- _Given exercise_:
Rewrite the rows below, replacing "boulder" with "rock" wherever it appears and leaving everything else unchanged.

□ □ □

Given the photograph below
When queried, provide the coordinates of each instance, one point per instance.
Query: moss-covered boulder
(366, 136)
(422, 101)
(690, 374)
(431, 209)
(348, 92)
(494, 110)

□ □ □

- _Exercise solution_:
Given the photograph below
When queried, provide the coordinates of each instance, one point per instance.
Query: moss-covered rock
(366, 136)
(422, 101)
(690, 374)
(431, 209)
(348, 92)
(494, 110)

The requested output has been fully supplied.